-------- SUPPLIED MATERIAL --------
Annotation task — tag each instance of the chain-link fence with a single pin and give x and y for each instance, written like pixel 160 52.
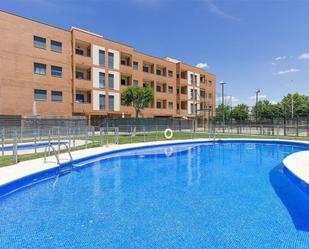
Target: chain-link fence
pixel 26 143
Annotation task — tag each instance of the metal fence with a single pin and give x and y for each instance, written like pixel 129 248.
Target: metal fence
pixel 17 143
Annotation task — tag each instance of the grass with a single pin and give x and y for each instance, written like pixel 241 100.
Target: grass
pixel 125 139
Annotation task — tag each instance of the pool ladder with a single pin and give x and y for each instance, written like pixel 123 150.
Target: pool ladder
pixel 56 154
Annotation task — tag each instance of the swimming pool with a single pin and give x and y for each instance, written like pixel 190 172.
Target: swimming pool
pixel 195 195
pixel 30 146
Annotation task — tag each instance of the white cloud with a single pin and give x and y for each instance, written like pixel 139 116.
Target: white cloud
pixel 291 70
pixel 216 10
pixel 260 97
pixel 279 58
pixel 303 56
pixel 202 65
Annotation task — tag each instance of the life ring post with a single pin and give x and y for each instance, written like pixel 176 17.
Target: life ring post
pixel 168 133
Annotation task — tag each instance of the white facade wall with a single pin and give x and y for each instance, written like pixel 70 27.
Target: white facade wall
pixel 95 77
pixel 116 101
pixel 95 54
pixel 96 99
pixel 116 79
pixel 116 58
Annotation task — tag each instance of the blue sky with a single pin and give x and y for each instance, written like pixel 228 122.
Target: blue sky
pixel 249 44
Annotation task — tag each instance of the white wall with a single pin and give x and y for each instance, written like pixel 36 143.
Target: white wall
pixel 116 58
pixel 198 81
pixel 95 76
pixel 116 79
pixel 96 99
pixel 116 101
pixel 95 54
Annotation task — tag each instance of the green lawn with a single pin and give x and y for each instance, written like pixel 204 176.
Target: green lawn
pixel 125 139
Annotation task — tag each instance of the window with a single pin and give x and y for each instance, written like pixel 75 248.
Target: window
pixel 39 42
pixel 159 88
pixel 39 68
pixel 79 75
pixel 159 104
pixel 80 98
pixel 170 73
pixel 101 80
pixel 170 89
pixel 56 71
pixel 56 96
pixel 101 57
pixel 111 81
pixel 170 105
pixel 135 65
pixel 111 103
pixel 40 94
pixel 79 51
pixel 203 94
pixel 102 102
pixel 146 69
pixel 56 46
pixel 110 60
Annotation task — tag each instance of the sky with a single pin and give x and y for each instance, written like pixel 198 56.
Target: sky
pixel 249 44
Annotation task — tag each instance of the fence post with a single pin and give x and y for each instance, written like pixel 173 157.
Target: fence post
pixel 58 141
pixel 35 138
pixel 307 126
pixel 93 135
pixel 2 141
pixel 101 138
pixel 116 135
pixel 86 138
pixel 49 142
pixel 297 127
pixel 15 156
pixel 69 135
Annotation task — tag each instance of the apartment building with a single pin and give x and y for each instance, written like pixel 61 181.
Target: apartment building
pixel 48 71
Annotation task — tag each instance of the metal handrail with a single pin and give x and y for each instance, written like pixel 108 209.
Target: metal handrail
pixel 57 154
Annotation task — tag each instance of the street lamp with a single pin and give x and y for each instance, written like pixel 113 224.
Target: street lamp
pixel 222 83
pixel 257 92
pixel 292 104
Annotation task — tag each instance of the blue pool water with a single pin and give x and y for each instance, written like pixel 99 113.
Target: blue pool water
pixel 30 146
pixel 222 195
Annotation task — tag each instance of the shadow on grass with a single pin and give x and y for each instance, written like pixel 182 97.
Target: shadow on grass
pixel 294 199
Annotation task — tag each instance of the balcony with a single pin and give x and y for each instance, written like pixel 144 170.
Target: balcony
pixel 148 67
pixel 83 84
pixel 126 60
pixel 160 71
pixel 126 80
pixel 83 60
pixel 82 48
pixel 82 108
pixel 83 72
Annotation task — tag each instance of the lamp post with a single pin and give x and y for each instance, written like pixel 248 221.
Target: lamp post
pixel 292 104
pixel 257 92
pixel 222 83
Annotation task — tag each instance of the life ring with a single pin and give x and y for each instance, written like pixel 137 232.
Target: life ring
pixel 168 133
pixel 168 151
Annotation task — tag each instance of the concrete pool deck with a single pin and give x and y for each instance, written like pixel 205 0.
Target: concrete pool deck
pixel 297 163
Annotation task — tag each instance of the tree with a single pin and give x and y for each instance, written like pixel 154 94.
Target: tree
pixel 223 110
pixel 266 110
pixel 301 105
pixel 137 97
pixel 240 112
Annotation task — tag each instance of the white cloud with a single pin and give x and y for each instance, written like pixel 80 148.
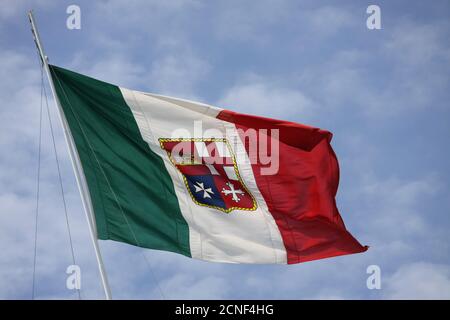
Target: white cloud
pixel 264 97
pixel 420 280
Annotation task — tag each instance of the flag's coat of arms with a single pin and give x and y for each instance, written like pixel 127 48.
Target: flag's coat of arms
pixel 210 173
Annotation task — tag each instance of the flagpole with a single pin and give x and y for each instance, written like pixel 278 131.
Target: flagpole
pixel 76 163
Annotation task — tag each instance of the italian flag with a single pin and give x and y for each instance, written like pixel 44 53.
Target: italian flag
pixel 181 176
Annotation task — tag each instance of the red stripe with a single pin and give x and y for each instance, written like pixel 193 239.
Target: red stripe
pixel 301 196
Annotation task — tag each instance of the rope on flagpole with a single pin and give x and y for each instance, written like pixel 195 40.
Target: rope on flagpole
pixel 37 193
pixel 61 184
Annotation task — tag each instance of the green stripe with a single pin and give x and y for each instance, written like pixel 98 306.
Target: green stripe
pixel 130 188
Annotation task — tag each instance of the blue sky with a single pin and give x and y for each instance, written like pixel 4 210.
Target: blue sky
pixel 383 93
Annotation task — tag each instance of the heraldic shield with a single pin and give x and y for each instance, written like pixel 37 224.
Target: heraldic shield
pixel 210 173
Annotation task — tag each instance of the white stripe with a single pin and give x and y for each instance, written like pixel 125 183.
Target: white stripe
pixel 231 174
pixel 238 236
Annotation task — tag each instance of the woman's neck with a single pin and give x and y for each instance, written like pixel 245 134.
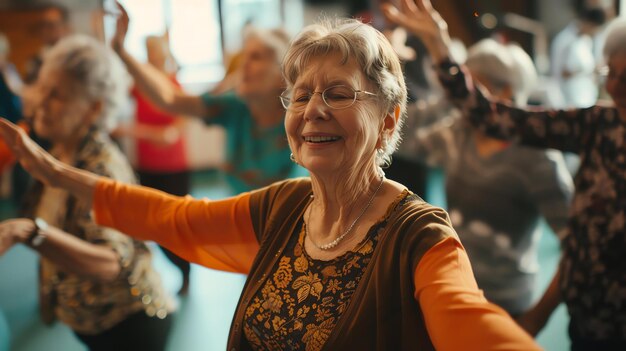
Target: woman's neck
pixel 337 197
pixel 621 112
pixel 65 150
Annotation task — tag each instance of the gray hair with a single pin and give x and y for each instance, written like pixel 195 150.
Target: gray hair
pixel 5 47
pixel 504 66
pixel 373 53
pixel 94 68
pixel 615 38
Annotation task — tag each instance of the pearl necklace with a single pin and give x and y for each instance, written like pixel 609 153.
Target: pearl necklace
pixel 336 242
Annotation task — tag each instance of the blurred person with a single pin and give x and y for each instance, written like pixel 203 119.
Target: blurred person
pixel 160 145
pixel 591 277
pixel 96 280
pixel 573 59
pixel 257 152
pixel 52 26
pixel 11 107
pixel 345 259
pixel 497 191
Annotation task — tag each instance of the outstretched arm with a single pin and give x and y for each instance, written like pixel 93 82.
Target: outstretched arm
pixel 42 166
pixel 451 301
pixel 68 252
pixel 216 234
pixel 153 83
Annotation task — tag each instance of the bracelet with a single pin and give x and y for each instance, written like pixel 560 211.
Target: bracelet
pixel 37 236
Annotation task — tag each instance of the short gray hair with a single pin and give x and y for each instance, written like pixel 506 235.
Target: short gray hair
pixel 504 65
pixel 373 53
pixel 96 69
pixel 615 38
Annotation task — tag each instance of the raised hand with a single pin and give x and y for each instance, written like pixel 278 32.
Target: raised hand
pixel 33 158
pixel 420 18
pixel 121 28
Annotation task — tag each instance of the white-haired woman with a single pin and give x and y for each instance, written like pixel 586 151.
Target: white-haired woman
pixel 257 153
pixel 498 191
pixel 97 280
pixel 346 259
pixel 592 275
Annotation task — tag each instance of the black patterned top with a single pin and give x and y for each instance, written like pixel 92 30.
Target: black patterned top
pixel 300 304
pixel 88 306
pixel 593 268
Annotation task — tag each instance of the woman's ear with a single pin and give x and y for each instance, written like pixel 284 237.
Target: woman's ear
pixel 391 120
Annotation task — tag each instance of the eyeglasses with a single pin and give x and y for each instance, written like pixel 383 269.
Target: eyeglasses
pixel 336 97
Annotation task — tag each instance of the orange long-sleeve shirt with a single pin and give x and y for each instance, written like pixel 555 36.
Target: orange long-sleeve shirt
pixel 220 235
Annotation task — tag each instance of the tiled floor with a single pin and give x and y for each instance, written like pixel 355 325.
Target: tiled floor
pixel 204 316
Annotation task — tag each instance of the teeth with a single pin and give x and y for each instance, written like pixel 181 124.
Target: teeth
pixel 320 139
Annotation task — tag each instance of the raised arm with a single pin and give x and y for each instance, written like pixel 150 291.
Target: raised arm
pixel 153 83
pixel 42 166
pixel 563 130
pixel 455 311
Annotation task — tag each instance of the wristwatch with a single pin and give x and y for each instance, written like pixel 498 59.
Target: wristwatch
pixel 38 236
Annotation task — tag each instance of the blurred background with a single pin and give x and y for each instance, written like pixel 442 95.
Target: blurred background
pixel 204 36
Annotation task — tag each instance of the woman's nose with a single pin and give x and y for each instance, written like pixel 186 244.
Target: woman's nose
pixel 316 108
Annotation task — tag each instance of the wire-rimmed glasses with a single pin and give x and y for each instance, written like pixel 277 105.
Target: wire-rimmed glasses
pixel 336 97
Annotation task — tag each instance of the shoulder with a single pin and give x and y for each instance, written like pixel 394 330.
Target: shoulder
pixel 417 227
pixel 282 193
pixel 100 155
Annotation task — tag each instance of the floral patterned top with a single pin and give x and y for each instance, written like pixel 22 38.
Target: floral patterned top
pixel 85 305
pixel 593 268
pixel 299 306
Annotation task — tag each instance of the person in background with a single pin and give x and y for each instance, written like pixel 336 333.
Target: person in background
pixel 498 191
pixel 591 278
pixel 53 25
pixel 257 151
pixel 343 260
pixel 96 280
pixel 160 146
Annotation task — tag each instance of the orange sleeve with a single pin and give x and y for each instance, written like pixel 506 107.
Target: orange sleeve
pixel 215 234
pixel 457 315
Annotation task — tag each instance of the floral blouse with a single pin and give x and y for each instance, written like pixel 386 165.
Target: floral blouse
pixel 593 268
pixel 299 306
pixel 88 306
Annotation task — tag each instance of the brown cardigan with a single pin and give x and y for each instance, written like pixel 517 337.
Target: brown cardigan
pixel 383 313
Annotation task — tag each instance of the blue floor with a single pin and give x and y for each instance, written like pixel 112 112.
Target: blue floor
pixel 204 316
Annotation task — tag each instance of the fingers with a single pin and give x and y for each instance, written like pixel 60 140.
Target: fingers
pixel 8 131
pixel 123 11
pixel 424 5
pixel 412 6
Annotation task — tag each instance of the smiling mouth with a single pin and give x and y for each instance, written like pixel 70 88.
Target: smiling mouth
pixel 321 139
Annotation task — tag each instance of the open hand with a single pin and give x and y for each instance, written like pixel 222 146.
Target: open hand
pixel 420 18
pixel 121 28
pixel 33 158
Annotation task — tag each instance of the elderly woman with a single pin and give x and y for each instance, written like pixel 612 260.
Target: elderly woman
pixel 98 281
pixel 591 279
pixel 498 191
pixel 344 260
pixel 257 153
--------
▸ **DESCRIPTION OF THE TASK**:
Using the data above, repeat exactly the lines that begin at the line with "Target: tiled floor" and end at the line with "Annotation task — tag each instance of the raised arm", both ends included.

▸ **YOUR RESPONSE**:
Target: tiled floor
pixel 204 316
Annotation task — tag each instance of the teeth with a single pin and give x and y for each instance, written like pixel 181 124.
Target: teeth
pixel 320 139
Annotation task — tag each instance of the raised arm with a single pin and give x and y for each instance, written like pixel 150 291.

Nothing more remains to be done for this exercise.